Starting with the line that has "Kindly point to the kitten's ear" in it, repeat every line through the last one, word for word, and give nothing more.
------------------------------------------------------------------------
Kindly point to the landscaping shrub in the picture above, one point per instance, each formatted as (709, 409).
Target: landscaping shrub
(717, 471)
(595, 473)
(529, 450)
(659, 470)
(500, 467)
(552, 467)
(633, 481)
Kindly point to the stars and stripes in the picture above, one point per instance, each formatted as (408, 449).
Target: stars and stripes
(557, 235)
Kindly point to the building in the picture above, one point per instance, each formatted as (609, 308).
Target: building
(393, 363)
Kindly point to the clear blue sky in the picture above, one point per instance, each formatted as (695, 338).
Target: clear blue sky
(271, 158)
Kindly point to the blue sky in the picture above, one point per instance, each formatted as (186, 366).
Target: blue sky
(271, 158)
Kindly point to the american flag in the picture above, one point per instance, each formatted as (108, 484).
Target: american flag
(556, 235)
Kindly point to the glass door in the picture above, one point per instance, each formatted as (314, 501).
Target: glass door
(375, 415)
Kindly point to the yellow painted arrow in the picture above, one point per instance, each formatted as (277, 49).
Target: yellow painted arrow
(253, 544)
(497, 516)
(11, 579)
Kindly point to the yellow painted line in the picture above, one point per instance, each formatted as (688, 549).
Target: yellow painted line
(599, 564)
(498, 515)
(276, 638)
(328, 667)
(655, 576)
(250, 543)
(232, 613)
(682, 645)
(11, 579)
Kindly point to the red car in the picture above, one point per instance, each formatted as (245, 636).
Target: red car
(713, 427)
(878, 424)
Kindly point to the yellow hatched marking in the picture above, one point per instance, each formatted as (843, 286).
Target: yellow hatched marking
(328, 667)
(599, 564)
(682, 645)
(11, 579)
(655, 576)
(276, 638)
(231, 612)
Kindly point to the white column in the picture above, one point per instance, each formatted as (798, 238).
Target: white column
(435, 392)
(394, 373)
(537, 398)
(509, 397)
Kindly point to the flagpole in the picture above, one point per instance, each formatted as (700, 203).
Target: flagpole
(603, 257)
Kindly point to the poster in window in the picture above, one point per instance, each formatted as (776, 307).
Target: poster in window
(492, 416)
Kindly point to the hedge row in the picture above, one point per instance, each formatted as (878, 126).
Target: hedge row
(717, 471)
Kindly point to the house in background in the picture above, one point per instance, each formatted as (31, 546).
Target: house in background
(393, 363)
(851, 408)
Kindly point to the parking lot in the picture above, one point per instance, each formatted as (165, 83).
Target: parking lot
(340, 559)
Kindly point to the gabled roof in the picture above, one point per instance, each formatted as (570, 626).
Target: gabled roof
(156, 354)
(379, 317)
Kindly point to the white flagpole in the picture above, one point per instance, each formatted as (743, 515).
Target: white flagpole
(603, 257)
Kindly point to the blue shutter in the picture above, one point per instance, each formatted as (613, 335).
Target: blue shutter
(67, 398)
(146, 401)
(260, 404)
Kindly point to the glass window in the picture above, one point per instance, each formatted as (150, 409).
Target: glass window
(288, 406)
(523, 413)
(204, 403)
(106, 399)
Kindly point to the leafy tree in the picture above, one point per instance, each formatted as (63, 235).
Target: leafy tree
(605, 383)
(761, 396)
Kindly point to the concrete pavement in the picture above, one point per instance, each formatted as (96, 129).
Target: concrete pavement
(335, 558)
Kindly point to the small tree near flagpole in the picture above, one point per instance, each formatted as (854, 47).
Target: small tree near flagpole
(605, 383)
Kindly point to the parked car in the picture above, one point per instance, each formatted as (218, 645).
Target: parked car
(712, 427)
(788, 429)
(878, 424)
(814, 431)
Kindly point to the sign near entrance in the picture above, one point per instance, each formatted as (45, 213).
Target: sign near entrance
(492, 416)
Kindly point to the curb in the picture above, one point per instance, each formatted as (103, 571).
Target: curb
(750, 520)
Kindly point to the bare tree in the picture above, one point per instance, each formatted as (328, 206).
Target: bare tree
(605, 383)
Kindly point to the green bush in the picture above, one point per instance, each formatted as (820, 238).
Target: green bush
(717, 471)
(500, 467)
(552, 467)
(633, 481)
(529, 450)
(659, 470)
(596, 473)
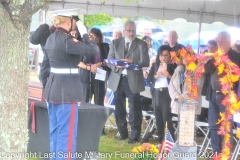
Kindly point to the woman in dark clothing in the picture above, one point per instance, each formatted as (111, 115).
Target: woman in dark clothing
(159, 78)
(89, 64)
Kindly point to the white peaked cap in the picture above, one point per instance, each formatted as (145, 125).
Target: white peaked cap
(82, 29)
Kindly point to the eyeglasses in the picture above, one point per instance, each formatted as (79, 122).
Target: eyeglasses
(164, 55)
(130, 31)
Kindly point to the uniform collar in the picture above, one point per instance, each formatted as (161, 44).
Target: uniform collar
(60, 29)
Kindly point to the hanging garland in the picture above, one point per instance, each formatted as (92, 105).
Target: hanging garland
(230, 101)
(194, 69)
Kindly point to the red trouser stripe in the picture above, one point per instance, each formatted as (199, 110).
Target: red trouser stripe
(70, 138)
(32, 109)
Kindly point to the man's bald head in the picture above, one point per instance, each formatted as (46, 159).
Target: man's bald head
(147, 32)
(224, 41)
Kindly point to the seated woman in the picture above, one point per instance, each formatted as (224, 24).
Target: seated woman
(159, 78)
(178, 88)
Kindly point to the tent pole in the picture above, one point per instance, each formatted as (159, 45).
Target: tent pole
(200, 26)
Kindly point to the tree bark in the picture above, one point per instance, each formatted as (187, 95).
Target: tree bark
(14, 74)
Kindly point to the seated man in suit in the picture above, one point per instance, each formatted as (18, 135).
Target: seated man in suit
(128, 82)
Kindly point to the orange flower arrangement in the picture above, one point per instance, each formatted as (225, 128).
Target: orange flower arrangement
(146, 151)
(230, 101)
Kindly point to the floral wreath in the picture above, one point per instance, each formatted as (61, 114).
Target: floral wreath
(230, 101)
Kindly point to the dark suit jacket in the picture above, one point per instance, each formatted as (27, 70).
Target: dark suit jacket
(85, 74)
(64, 53)
(138, 52)
(210, 69)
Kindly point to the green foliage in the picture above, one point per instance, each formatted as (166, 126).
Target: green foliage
(97, 19)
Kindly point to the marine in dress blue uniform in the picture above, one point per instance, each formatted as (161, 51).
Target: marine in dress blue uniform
(62, 89)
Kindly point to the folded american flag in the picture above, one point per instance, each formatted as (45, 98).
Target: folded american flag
(122, 63)
(166, 146)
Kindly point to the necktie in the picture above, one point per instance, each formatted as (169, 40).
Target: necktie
(126, 48)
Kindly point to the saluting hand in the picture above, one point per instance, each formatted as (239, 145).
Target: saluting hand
(127, 60)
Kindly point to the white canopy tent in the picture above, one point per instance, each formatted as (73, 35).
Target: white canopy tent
(202, 11)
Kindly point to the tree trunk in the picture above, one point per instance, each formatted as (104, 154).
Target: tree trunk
(14, 75)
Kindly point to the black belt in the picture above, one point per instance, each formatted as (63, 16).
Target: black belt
(161, 89)
(123, 76)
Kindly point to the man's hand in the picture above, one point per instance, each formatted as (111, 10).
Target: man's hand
(165, 73)
(127, 60)
(120, 67)
(145, 74)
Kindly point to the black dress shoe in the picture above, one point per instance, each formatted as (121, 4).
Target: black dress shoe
(131, 141)
(121, 138)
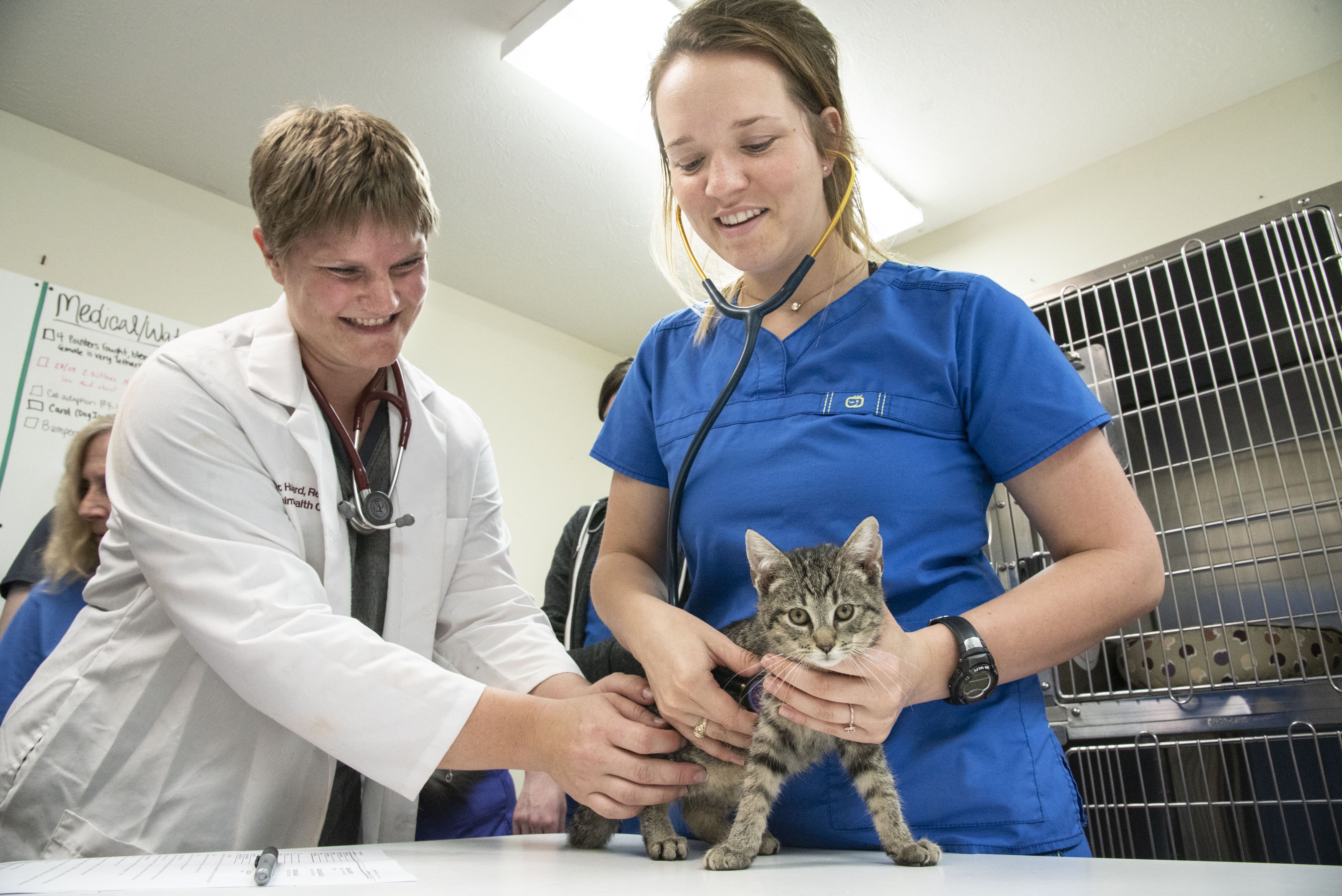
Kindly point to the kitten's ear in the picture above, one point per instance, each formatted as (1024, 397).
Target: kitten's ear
(866, 549)
(766, 560)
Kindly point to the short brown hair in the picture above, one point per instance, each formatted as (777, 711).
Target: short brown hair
(73, 549)
(799, 43)
(611, 385)
(320, 168)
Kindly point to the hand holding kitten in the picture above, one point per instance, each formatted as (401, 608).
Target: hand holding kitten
(680, 660)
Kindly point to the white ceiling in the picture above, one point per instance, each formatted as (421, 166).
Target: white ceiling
(963, 104)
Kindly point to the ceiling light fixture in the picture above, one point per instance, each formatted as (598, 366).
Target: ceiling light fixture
(596, 54)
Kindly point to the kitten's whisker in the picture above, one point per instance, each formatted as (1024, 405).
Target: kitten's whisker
(888, 668)
(873, 675)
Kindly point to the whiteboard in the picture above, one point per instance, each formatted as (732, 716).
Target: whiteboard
(66, 359)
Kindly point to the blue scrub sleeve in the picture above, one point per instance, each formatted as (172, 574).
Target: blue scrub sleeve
(1021, 396)
(629, 442)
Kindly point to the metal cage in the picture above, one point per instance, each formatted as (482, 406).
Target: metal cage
(1220, 360)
------------------------------------------------------------------------
**TASK RESULT**
Kindly point to the kitten's ear in the picture above, one point per instance, each formatted as (1024, 397).
Target: kitten's ear
(866, 549)
(766, 560)
Kindly point to the short brown hair in the picture above, one point per instance, each formatted as (777, 711).
Target: short brown hair
(73, 549)
(799, 43)
(611, 385)
(320, 168)
Kindly point to the hand holding kitten in the picture above, one point per instance, each formatted as (401, 608).
Target: hand holding kitten
(680, 660)
Kindly point to the white ceiling in the picture above, one point per instance, each formatted as (421, 166).
Target: white ceiling
(963, 104)
Kindly point to the ceiling light fixture in the picture above, one point per instance, each formatted as (598, 366).
Target: ceiling light fixture
(596, 54)
Kindly point to the kitten's whisker in the picture above, one point per instance, each formatted as (1024, 405).
Target: kitten's whisker
(888, 668)
(873, 675)
Kindly point to the whiteboard in the picture above, one point per instance, each formatted as (732, 716).
Target: whiteboard
(66, 359)
Kindly point to the blue scrub sleeve in the picture above, one point per instance, each formatted as (172, 574).
Target: blue scrub sleeve
(1021, 396)
(629, 442)
Kindly point to the metal cage in the picture above, one point per instance, each formatted as (482, 406).
Target: metal cage
(1220, 360)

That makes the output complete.